═════ DATA ENTRIES

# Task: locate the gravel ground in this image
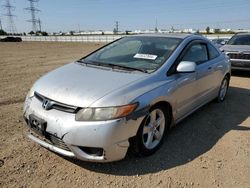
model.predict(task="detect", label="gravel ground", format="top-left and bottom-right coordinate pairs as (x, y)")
top-left (0, 42), bottom-right (250, 188)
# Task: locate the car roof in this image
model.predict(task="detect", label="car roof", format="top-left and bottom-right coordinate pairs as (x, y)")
top-left (130, 33), bottom-right (196, 39)
top-left (235, 33), bottom-right (250, 35)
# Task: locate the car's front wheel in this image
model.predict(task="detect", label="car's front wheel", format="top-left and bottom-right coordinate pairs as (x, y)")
top-left (131, 106), bottom-right (169, 156)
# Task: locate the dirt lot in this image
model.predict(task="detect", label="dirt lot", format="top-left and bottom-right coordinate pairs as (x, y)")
top-left (0, 42), bottom-right (250, 188)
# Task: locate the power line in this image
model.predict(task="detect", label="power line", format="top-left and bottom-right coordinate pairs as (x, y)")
top-left (25, 0), bottom-right (41, 32)
top-left (1, 0), bottom-right (16, 34)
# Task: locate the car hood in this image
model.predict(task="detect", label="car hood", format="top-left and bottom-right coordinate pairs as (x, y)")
top-left (220, 45), bottom-right (250, 52)
top-left (32, 63), bottom-right (148, 107)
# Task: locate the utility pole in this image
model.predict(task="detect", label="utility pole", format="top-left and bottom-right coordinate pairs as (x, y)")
top-left (37, 18), bottom-right (42, 32)
top-left (25, 0), bottom-right (41, 32)
top-left (1, 0), bottom-right (16, 34)
top-left (0, 19), bottom-right (3, 30)
top-left (155, 18), bottom-right (158, 33)
top-left (115, 21), bottom-right (119, 33)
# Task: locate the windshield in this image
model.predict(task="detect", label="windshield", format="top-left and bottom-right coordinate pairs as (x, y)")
top-left (81, 36), bottom-right (182, 73)
top-left (228, 35), bottom-right (250, 45)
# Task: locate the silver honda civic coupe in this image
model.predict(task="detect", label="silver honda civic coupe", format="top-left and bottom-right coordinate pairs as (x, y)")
top-left (24, 34), bottom-right (231, 162)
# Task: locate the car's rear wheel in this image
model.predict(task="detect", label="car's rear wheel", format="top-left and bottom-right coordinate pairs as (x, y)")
top-left (217, 76), bottom-right (229, 102)
top-left (131, 106), bottom-right (169, 156)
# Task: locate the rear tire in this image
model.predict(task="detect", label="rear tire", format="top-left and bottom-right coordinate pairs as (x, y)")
top-left (131, 106), bottom-right (170, 156)
top-left (217, 76), bottom-right (229, 102)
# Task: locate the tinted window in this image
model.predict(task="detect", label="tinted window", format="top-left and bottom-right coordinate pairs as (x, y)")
top-left (83, 36), bottom-right (182, 72)
top-left (207, 44), bottom-right (220, 59)
top-left (182, 43), bottom-right (208, 64)
top-left (228, 35), bottom-right (250, 45)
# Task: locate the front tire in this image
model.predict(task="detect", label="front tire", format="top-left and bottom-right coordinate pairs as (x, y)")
top-left (131, 106), bottom-right (169, 156)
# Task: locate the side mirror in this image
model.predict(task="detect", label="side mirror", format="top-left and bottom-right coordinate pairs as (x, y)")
top-left (176, 61), bottom-right (196, 73)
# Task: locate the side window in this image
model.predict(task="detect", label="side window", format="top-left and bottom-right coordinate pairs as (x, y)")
top-left (182, 43), bottom-right (208, 65)
top-left (208, 44), bottom-right (220, 59)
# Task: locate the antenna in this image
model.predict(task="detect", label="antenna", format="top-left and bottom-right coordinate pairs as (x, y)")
top-left (1, 0), bottom-right (16, 34)
top-left (25, 0), bottom-right (41, 32)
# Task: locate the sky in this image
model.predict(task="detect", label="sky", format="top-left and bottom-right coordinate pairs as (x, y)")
top-left (0, 0), bottom-right (250, 32)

══════════

**PROBLEM TO SOLVE:** Reproduce the lines above word for word, omitting the picture.

**COMPLETED TASK:**
# Task: locate the gravel ground in this image
model.predict(task="detect", label="gravel ground", format="top-left and bottom-right coordinate pairs as (x, y)")
top-left (0, 42), bottom-right (250, 188)
# Task: locate the car roof in this image
model.predict(task="detect", label="car roof", format="top-left and bottom-right coordinate pairs as (x, y)")
top-left (130, 33), bottom-right (196, 39)
top-left (235, 33), bottom-right (250, 35)
# Task: locate the car's front wheel in this image
model.predict(task="detect", label="car's front wheel", format="top-left and bottom-right coordinate pairs as (x, y)")
top-left (131, 106), bottom-right (169, 156)
# Task: locate the dirt lot in this image
model.predict(task="detect", label="dirt lot", format="top-left and bottom-right coordinate pairs as (x, y)")
top-left (0, 42), bottom-right (250, 188)
# Task: locate the power line in this image
model.predict(task="detect", label="power line", format="top-left and bottom-right coordinate pairs as (x, y)")
top-left (25, 0), bottom-right (41, 32)
top-left (1, 0), bottom-right (16, 34)
# Task: locate the car hood in this image
model.predict(task="detect", label="car hood", format="top-left and bottom-right coordinate pairs as (x, y)")
top-left (220, 45), bottom-right (250, 52)
top-left (32, 63), bottom-right (148, 107)
# Task: locate the utility pole in this image
model.predict(task="detect", label="utility pole", format="top-left and bottom-right coordinate pairs as (x, y)")
top-left (37, 18), bottom-right (42, 32)
top-left (25, 0), bottom-right (41, 32)
top-left (1, 0), bottom-right (16, 34)
top-left (0, 19), bottom-right (3, 30)
top-left (155, 18), bottom-right (158, 33)
top-left (115, 21), bottom-right (119, 33)
# Task: locate the windshield in this image
model.predict(task="detect", label="windshield", format="top-left and bottom-right coordinate pairs as (x, y)")
top-left (81, 36), bottom-right (182, 73)
top-left (228, 35), bottom-right (250, 45)
# Task: locate the silver honda civic coupe in this image
model.predict(task="detect", label="silver honda civic coupe", format="top-left and bottom-right coordinate pairs as (x, y)")
top-left (24, 34), bottom-right (231, 162)
# Task: locate the car's rear wheel in this image
model.predict(task="detect", label="car's rear wheel", format="top-left and bottom-right coordinate pairs as (x, y)")
top-left (217, 76), bottom-right (229, 102)
top-left (131, 106), bottom-right (169, 156)
# Task: locate the rear tire in this image
model.predict(task="detect", label="rear tire", format="top-left and bottom-right coordinate pairs as (x, y)")
top-left (131, 106), bottom-right (170, 156)
top-left (217, 76), bottom-right (229, 102)
# Task: locate the tinted window in this image
model.predict(task="detect", label="tinted window", format="top-left and bottom-right coordinate pairs as (x, y)")
top-left (83, 36), bottom-right (182, 72)
top-left (207, 44), bottom-right (220, 59)
top-left (182, 43), bottom-right (208, 64)
top-left (228, 35), bottom-right (250, 45)
# Task: locate the front tire in this image
model.predict(task="detect", label="front tire", format="top-left and bottom-right coordinate pairs as (x, y)")
top-left (131, 106), bottom-right (169, 156)
# Task: locate the side mirror in this image
model.predict(task="detect", label="side mirror", format="top-left and bottom-right coordinate pairs as (x, y)")
top-left (176, 61), bottom-right (196, 73)
# Task: locate the side window in this image
model.predict(task="detect", label="side window", format="top-left and bottom-right coordinate pairs as (x, y)")
top-left (182, 43), bottom-right (208, 65)
top-left (208, 44), bottom-right (220, 59)
# Task: locate the antenna in this image
model.predict(task="detect", label="antenna", format="top-left and bottom-right coordinate pairs as (x, y)")
top-left (1, 0), bottom-right (16, 34)
top-left (25, 0), bottom-right (41, 32)
# Task: locate the sky in this image
model.predict(task="detect", label="sky", format="top-left and bottom-right coordinate pairs as (x, y)")
top-left (0, 0), bottom-right (250, 32)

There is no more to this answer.